> The request:
Rewrite the stretch of the material below from the line containing "Flashcard task. Put a dot on each instance of the reflection" through the line containing "x=200 y=202", both included, with the requests kept. Scale every x and y coordinate in the answers by 0.25 and round to whole numbers with halves going up, leaving the numbers in the requests and their format samples unchanged.

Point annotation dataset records
··········

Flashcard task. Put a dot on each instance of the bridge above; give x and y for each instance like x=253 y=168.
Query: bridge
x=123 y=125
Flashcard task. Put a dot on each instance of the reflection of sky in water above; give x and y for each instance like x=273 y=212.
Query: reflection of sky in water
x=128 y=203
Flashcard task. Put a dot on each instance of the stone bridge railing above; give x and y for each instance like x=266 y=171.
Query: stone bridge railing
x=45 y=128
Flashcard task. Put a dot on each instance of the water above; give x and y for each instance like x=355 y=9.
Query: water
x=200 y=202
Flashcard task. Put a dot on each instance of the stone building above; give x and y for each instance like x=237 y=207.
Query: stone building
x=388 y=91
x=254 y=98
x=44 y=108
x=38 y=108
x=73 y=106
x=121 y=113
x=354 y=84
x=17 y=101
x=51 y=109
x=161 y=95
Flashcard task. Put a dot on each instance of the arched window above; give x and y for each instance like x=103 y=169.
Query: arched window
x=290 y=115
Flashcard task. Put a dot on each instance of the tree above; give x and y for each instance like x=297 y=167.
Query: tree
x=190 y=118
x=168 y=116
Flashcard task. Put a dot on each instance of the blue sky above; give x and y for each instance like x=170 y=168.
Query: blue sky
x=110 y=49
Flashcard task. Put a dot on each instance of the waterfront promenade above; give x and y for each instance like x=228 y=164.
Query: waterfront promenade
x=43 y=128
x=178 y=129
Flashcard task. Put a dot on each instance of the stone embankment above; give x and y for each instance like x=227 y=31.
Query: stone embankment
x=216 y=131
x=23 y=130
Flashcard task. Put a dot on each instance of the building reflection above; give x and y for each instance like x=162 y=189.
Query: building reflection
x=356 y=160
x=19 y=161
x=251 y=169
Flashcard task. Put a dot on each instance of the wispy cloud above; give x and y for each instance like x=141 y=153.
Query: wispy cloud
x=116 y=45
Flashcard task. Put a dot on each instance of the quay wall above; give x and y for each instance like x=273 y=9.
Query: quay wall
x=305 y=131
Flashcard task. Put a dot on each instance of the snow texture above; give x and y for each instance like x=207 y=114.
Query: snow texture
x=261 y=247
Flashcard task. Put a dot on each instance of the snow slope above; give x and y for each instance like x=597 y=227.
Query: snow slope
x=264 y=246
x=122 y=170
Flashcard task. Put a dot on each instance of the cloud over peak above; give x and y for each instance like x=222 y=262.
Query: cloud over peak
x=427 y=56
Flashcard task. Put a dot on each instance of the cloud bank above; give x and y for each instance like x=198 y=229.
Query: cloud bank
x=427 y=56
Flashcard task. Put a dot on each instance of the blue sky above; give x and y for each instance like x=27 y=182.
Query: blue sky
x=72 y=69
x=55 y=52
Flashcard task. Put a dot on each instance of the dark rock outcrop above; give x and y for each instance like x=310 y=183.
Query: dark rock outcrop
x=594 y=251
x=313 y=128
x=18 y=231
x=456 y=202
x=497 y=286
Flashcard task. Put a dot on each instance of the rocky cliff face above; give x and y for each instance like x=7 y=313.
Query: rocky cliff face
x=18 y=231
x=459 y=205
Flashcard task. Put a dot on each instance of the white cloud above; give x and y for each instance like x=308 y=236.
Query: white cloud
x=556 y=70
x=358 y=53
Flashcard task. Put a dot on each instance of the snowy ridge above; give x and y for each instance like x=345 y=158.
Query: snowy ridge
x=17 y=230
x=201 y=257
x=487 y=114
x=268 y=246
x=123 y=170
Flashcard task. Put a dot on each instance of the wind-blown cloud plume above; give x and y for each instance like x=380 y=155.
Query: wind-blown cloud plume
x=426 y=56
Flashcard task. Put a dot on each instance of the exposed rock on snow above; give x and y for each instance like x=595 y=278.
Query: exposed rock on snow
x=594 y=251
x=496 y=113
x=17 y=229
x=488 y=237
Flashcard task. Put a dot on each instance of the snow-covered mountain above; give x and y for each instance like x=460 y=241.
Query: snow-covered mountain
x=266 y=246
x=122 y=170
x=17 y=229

··········

> Final answer:
Flashcard task. Put a dot on each instance of the reflection of sky in water above; give x and y for each instance like x=273 y=212.
Query: reflection of sky in water
x=32 y=51
Flashcard task. Put a dot on each instance of the stone bridge railing above; give x and y for each instance like x=266 y=171.
Query: stone bridge railing
x=11 y=32
Flashcard task. Put a dot on each instance of the water above; give x and y for each instance like x=355 y=9.
Query: water
x=50 y=51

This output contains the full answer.